### Exercise materials
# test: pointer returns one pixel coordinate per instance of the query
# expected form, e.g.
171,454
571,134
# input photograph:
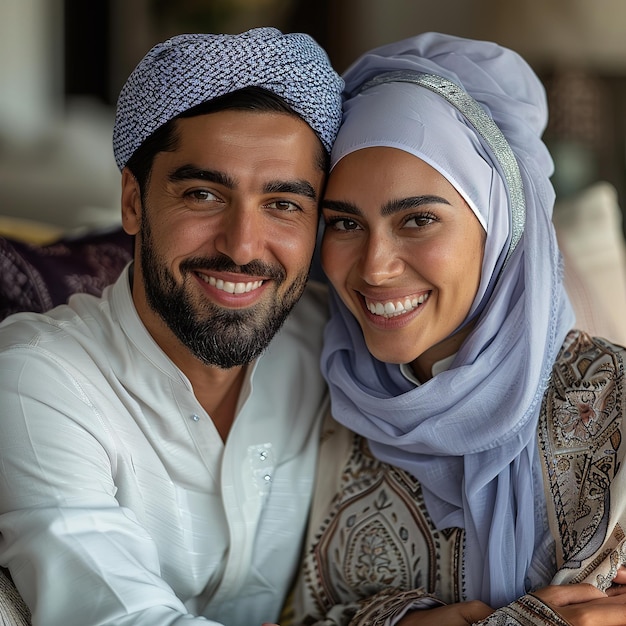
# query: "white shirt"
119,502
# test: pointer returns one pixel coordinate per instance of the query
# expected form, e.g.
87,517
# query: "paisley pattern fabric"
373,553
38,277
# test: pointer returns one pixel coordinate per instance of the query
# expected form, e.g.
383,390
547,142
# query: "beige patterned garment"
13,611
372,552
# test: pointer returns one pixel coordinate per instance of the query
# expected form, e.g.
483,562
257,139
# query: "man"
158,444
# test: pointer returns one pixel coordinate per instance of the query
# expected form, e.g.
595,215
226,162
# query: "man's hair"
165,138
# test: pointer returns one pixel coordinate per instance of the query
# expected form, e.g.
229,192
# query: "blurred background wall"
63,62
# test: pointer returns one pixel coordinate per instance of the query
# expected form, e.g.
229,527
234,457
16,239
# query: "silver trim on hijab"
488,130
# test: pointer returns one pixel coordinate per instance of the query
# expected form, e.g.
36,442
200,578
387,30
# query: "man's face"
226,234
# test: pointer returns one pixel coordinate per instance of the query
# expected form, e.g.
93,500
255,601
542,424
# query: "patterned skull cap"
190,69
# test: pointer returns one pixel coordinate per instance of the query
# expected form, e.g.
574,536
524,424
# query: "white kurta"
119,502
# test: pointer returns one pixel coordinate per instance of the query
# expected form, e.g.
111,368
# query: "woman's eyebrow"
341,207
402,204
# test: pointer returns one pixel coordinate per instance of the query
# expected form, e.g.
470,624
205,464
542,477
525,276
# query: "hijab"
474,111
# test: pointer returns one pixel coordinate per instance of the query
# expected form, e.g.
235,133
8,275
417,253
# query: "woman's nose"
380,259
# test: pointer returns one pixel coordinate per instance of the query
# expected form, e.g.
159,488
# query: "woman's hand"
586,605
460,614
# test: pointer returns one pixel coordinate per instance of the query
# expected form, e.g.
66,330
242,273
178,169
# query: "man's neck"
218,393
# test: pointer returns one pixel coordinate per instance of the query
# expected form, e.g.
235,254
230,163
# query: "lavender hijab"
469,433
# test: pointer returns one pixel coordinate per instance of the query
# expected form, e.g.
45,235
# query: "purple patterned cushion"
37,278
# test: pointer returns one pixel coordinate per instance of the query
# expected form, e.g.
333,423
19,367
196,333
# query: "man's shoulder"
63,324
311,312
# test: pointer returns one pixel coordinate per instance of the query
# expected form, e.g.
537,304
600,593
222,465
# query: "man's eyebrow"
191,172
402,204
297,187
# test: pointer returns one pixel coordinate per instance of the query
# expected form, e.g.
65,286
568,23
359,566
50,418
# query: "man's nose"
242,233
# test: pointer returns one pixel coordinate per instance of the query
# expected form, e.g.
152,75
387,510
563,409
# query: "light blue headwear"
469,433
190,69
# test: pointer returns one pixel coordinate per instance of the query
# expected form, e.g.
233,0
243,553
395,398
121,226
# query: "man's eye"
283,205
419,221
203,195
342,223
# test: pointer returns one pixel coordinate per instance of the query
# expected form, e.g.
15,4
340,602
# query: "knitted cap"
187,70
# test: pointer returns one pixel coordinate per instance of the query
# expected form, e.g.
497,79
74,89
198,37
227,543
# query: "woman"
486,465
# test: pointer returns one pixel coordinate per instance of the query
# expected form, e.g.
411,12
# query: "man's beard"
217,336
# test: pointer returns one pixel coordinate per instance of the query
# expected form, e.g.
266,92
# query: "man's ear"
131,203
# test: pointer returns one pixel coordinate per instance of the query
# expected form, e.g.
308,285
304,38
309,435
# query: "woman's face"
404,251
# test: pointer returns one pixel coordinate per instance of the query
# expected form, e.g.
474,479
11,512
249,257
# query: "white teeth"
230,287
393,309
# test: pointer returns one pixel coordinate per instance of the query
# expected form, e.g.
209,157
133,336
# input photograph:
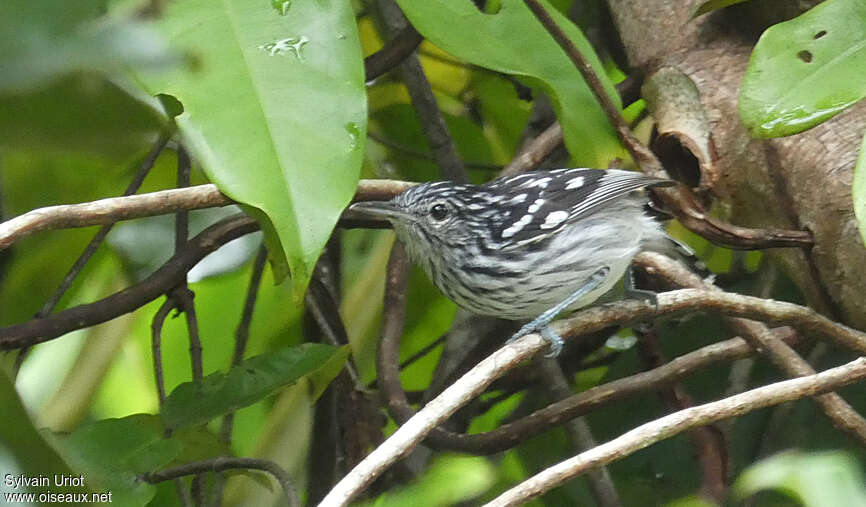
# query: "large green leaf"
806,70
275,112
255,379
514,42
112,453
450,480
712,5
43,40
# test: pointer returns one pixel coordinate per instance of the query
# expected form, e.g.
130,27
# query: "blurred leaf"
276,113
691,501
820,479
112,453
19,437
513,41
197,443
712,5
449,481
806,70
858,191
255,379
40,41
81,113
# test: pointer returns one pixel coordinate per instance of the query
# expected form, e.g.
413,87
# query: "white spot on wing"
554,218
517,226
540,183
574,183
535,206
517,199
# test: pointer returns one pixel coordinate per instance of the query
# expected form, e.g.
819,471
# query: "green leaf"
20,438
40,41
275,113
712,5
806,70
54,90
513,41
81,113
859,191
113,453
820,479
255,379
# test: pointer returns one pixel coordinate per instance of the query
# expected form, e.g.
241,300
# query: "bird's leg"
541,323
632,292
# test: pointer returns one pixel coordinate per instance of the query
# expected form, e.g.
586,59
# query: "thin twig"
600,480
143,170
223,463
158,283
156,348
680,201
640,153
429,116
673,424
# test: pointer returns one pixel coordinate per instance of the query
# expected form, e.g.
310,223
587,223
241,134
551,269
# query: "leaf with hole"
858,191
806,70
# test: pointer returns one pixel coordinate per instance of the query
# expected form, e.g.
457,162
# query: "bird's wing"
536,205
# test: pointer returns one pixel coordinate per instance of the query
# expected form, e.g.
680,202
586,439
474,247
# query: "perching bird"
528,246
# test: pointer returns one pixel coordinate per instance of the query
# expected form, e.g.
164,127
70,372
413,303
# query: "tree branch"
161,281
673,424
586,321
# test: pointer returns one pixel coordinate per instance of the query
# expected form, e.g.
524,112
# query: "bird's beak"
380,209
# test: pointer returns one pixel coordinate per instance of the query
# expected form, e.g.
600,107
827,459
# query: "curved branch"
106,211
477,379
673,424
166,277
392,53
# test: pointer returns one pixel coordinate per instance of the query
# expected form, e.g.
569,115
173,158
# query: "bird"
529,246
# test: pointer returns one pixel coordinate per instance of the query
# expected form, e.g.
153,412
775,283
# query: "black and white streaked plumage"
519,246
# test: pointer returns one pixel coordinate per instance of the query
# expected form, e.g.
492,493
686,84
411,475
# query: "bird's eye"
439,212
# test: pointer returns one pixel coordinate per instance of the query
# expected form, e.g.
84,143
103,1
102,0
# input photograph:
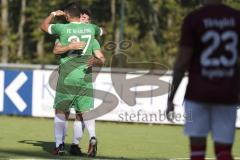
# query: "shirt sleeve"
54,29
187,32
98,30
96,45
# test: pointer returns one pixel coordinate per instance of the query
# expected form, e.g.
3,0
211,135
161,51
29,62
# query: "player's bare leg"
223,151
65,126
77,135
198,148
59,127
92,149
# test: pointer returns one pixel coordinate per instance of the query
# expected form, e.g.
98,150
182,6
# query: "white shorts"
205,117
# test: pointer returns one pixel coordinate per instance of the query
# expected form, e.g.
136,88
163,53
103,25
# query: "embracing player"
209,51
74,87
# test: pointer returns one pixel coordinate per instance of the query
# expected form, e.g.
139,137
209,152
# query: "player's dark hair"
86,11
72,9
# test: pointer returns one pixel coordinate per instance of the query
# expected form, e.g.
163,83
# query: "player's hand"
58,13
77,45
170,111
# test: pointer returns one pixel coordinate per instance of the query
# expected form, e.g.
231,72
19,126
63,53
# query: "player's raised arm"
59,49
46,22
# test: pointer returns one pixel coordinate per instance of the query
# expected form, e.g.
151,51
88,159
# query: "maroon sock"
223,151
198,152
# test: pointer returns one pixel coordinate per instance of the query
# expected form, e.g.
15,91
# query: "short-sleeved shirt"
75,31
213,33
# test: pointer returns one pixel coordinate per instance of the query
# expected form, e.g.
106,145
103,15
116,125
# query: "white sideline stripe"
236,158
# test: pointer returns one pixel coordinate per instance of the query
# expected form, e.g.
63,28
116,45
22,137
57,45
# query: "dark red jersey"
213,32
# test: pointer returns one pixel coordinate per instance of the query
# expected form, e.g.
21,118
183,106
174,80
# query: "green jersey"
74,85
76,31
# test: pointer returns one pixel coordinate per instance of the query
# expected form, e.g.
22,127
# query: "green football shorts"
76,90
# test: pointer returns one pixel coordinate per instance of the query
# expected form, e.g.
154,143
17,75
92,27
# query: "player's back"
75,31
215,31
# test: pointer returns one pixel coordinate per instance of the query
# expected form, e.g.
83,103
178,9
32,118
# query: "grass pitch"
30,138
######
### Exercise materials
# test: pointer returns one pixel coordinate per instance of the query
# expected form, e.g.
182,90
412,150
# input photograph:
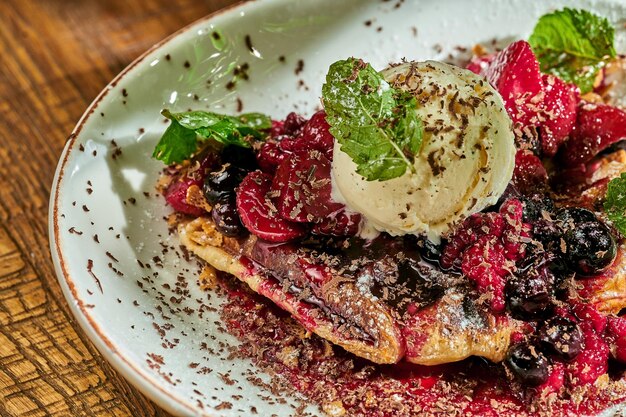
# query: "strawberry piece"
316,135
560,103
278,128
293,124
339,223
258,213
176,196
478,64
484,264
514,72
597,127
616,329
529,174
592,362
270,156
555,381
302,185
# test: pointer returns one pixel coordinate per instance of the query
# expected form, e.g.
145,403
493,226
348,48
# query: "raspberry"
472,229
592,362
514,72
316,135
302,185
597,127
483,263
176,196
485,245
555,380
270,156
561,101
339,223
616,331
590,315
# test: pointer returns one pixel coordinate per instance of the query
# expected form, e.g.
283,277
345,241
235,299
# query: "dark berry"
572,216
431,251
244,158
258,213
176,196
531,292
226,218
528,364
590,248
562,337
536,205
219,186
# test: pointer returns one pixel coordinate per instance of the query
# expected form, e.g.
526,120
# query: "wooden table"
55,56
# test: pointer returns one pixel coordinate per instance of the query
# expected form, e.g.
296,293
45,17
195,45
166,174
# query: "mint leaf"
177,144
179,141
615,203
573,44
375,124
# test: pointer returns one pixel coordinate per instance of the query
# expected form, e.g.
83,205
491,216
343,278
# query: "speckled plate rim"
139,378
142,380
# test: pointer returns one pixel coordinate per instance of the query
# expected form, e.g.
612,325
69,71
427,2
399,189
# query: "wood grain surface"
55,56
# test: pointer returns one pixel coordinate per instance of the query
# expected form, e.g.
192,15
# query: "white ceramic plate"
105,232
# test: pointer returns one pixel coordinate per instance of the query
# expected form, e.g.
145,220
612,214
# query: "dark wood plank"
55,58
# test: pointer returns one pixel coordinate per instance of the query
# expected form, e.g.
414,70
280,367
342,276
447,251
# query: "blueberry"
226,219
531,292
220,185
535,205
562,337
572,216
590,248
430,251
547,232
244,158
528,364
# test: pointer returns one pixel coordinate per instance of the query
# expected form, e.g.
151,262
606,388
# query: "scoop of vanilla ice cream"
######
**Required task**: Tally the lines in the items above that contain the string "blurred", treating uppercase and lowercase as different. Reply with the number alone.

**Complete output**: 2